***** TASK INPUT

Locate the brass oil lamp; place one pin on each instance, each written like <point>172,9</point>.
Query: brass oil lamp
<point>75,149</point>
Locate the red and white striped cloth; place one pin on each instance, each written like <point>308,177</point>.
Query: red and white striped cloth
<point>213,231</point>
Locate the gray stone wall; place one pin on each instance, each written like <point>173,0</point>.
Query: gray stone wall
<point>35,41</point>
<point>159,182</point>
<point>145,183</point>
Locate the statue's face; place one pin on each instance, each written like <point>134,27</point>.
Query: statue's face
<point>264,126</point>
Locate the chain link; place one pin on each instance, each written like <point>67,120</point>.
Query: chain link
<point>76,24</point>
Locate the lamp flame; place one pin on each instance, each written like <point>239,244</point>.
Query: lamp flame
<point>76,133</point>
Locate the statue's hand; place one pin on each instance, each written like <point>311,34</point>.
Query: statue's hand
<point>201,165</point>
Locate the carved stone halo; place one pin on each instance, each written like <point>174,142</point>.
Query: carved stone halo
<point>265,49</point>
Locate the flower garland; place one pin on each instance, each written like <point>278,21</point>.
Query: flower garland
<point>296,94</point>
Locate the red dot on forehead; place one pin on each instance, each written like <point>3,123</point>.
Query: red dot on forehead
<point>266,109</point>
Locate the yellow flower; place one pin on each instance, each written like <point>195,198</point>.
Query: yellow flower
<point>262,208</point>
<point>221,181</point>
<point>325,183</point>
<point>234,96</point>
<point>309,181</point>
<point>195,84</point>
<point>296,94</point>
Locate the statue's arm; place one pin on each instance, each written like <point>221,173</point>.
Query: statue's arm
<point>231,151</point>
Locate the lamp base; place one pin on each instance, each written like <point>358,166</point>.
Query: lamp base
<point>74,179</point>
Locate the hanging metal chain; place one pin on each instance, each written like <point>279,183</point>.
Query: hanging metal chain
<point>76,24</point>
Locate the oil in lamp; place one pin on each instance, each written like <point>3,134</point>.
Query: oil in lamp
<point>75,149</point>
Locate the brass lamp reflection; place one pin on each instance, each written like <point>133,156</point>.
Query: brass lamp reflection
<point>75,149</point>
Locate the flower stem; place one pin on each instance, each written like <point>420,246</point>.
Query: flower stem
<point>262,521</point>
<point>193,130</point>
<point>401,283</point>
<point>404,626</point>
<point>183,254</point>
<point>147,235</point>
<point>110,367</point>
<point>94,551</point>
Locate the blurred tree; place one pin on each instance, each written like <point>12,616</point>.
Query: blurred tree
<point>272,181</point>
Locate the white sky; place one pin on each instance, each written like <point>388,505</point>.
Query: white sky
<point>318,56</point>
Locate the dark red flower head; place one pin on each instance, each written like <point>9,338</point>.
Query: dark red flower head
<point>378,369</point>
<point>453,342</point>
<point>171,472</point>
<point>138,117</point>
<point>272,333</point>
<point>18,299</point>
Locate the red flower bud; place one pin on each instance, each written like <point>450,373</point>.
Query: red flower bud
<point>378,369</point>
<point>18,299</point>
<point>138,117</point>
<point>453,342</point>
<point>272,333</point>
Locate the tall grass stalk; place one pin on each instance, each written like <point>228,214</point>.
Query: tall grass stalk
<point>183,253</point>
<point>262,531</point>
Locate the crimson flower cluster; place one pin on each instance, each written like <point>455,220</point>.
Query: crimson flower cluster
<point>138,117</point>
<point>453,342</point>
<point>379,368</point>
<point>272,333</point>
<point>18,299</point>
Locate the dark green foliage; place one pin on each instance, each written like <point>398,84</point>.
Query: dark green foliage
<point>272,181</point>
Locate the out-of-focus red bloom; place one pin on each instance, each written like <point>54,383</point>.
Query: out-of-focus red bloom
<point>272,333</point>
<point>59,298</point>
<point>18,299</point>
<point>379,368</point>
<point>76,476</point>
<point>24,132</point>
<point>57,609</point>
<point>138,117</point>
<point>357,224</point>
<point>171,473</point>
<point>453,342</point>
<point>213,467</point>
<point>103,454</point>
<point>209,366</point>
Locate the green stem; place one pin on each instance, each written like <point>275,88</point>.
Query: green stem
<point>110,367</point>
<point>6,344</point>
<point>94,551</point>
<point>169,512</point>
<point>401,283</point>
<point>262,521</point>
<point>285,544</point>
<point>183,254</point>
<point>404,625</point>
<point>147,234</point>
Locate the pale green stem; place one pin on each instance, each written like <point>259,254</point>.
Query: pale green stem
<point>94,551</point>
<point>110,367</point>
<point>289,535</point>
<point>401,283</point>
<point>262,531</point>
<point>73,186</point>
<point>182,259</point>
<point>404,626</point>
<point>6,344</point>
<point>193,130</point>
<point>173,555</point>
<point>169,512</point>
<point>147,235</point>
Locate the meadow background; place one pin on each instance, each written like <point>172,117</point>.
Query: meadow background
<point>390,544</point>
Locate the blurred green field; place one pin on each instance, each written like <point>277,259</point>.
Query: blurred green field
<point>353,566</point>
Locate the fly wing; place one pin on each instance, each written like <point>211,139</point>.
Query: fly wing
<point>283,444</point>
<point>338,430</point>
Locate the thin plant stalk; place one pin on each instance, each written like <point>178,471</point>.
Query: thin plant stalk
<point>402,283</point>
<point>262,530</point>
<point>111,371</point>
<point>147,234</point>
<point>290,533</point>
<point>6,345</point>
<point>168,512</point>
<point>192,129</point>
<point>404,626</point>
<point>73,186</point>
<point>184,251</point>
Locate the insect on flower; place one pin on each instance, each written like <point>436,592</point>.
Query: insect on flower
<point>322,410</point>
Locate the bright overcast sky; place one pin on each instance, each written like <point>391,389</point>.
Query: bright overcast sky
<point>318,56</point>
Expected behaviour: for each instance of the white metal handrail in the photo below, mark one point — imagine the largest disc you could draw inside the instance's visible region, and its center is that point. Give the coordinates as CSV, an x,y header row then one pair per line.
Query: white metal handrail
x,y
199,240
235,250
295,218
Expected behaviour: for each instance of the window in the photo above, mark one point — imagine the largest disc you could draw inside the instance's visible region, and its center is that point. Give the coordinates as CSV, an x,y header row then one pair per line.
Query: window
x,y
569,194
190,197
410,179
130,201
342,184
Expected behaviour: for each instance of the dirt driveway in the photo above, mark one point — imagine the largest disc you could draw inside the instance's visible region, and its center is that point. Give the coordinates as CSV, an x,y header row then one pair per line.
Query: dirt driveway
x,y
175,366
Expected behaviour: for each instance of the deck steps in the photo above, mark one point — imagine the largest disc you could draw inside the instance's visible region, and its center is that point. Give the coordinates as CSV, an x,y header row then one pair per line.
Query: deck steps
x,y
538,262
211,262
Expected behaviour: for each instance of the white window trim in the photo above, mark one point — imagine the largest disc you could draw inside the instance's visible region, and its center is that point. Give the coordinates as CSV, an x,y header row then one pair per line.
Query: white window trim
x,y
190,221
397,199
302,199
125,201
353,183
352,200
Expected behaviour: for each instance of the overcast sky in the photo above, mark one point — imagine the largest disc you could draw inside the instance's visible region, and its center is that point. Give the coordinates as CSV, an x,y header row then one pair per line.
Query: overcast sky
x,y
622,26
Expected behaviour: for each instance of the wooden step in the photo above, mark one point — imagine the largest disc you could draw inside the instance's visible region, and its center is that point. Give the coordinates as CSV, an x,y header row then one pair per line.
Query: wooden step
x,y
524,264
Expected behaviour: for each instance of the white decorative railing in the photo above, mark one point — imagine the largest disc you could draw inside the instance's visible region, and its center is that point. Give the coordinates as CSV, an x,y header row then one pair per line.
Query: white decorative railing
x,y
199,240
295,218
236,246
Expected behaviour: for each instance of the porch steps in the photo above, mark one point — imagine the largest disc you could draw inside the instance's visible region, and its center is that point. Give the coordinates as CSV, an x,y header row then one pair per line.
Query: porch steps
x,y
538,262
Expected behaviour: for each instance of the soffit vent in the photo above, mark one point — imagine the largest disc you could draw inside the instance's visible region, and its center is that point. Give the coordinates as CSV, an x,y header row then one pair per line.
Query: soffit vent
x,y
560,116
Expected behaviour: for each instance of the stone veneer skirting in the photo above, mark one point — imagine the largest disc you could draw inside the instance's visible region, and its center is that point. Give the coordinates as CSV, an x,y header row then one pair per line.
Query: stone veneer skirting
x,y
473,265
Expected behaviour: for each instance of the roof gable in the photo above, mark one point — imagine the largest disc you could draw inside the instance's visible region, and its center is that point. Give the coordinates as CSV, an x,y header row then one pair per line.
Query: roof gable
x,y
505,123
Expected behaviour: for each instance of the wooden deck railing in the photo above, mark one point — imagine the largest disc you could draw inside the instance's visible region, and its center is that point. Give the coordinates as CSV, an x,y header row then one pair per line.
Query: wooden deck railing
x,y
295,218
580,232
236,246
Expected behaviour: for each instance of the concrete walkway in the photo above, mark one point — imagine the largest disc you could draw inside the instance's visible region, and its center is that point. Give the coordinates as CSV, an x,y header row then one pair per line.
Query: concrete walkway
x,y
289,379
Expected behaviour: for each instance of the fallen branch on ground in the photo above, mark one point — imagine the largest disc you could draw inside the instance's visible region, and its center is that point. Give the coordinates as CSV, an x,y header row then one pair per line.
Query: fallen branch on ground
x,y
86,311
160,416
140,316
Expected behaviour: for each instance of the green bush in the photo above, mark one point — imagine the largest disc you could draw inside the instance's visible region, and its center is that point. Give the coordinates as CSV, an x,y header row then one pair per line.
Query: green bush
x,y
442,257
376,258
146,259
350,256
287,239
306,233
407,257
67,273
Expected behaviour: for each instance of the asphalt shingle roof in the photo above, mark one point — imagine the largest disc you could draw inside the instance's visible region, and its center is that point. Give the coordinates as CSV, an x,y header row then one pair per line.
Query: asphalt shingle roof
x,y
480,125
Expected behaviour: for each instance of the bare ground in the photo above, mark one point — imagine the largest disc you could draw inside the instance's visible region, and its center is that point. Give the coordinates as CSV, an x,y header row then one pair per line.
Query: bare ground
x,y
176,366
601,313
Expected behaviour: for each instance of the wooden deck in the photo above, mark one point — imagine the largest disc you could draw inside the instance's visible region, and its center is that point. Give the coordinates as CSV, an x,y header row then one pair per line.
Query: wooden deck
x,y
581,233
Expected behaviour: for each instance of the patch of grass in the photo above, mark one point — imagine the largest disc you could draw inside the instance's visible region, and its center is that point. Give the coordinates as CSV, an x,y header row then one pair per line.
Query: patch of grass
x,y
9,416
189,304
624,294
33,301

**********

TASK INSTRUCTIONS: Everything from the line containing "Expected behaviour: for each instance of the wooden deck in" to the end of the records must be written out exactly; include both of those lines and no others.

RESULT OF THE EXERCISE:
Expected behaviour: for each instance of the wooden deck in the photo above, mark one point — imagine the largest disc you could draw inside the instance's visible region, and its center is that point. Give the coordinates as CSV, an x,y header row then one pair per line.
Query: wooden deck
x,y
581,233
Expected behaviour: for each instance of the patch of grass in the photo above, mark one point — imagine the largest disc you could draw inside the instance's visible region, and its center is that point. Give the coordinates as CSV, an x,y header row then one pair per line.
Query: patch of grass
x,y
9,416
189,304
624,294
33,301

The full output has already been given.